## Point annotation rows

══════════

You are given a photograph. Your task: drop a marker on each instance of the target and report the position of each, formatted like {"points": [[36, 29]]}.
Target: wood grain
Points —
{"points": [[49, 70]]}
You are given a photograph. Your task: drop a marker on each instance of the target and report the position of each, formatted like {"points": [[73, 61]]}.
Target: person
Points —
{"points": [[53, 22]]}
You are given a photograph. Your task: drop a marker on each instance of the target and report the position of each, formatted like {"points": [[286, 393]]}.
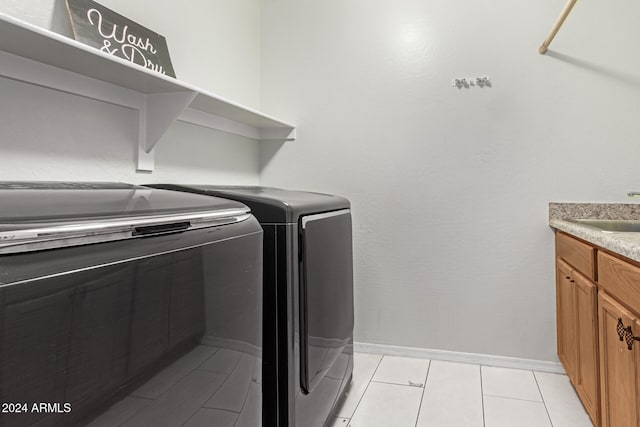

══════════

## TASK TO CARRY OUT
Return every row above word for word, omitting the pictures.

## THE ANSWER
You are given a photograph. Your task: drop a marker on each instance of the target and report the position of each, formatted like {"points": [[36, 29]]}.
Target: wood grain
Points —
{"points": [[49, 70]]}
You are given a photograph. Your task: drop a marker on each instance of the target and report the position of each, formatted like {"points": [[73, 61]]}.
Target: person
Points —
{"points": [[53, 22]]}
You are given a photograph. Your task: drop a marker on each instance of the target and report the position of each, formatted like {"points": [[286, 393]]}.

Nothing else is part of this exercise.